A convivência diária entre brasileiros e uruguaios é facilitada por práticas informais que refletem a engenhosidade das comunidades locais: bombeiros atuam conjuntamente em emergências, hospitais recebem pacientes de ambos os lados, moedas circulam livremente, e o “portunhol” é amplamente utilizado como idioma comum. Os laços familiares, culturais e econômicos reforçam a percepção de que se trata de “uma cidade, dois países”.
Por esses motivos, é muito difícil precisar o número de cidadãos brasileiros que vivem em Rivera, assim como é também difícil precisar o número dos uruguaios residentes em Santana do Livramento. Além disso, boa parte da população de Rivera e Livramento tem dupla nacionalidade. São conhecidos como “doble chapas”, termo remanescente de uma época em que esses cidadãos com dupla nacionalidade sempre carregavam em seus carros placas uruguaias e brasileiras em seus carros e as trocavam conforme a conveniência ou as circunstâncias.
Geografia, economia e sociedade na fronteira Rivera/Livramento.
O contínuo urbano de Santana do Livramento e Rivera abrange uma área de 102 km², inserida em um território municipal conjunto de mais de 16.300 km². A densidade populacional é baixa (cerca de 11 habitantes por km²), e a população apresenta sinais de envelhecimento, com aumento da faixa etária acima de 65 anos e redução da população jovem.
● ● ● ● ● ● ●
* _Tarefa solicitada_
Você pode reproduzir na íntegra, sem nenhuma alteração, o texto sobre a fronteira entre Rivera e Santana do Livramento? Baseie-se apenas no texto.

* _Listagem fornecida_
● ● ● ● ● ● ●
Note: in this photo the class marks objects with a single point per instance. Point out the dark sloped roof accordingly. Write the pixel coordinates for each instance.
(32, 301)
● ● ● ● ● ● ●
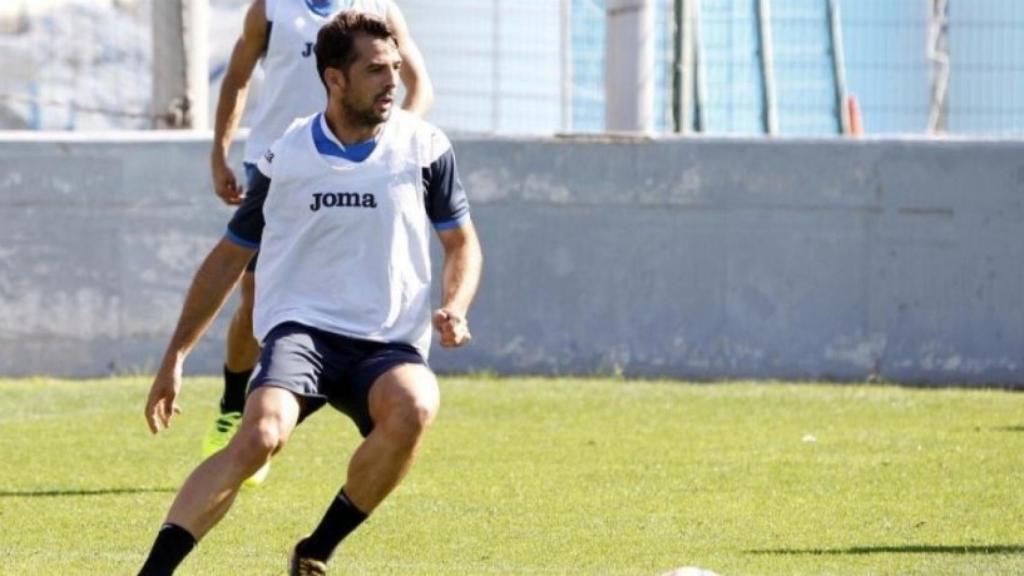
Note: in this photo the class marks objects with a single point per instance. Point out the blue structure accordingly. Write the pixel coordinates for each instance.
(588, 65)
● ● ● ● ● ● ●
* _Resultado da tarefa_
A convivência diária entre brasileiros e uruguaios é facilitada por práticas informais que refletem a engenhosidade das comunidades locais: bombeiros atuam conjuntamente em emergências, hospitais recebem pacientes de ambos os lados, moedas circulam livremente, e o “portunhol” é amplamente utilizado como idioma comum. Os laços familiares, culturais e econômicos reforçam a percepção de que se trata de “uma cidade, dois países”.
Por esses motivos, é muito difícil precisar o número de cidadãos brasileiros que vivem em Rivera, assim como é também difícil precisar o número dos uruguaios residentes em Santana do Livramento. Além disso, boa parte da população de Rivera e Livramento tem dupla nacionalidade. São conhecidos como “doble chapas”, termo remanescente de uma época em que esses cidadãos com dupla nacionalidade sempre carregavam em seus carros placas uruguaias e brasileiras em seus carros e as trocavam conforme a conveniência ou as circunstâncias.
Geografia, economia e sociedade na fronteira Rivera/Livramento.
O contínuo urbano de Santana do Livramento e Rivera abrange uma área de 102 km², inserida em um território municipal conjunto de mais de 16.300 km². A densidade populacional é baixa (cerca de 11 habitantes por km²), e a população apresenta sinais de envelhecimento, com aumento da faixa etária acima de 65 anos e redução da população jovem.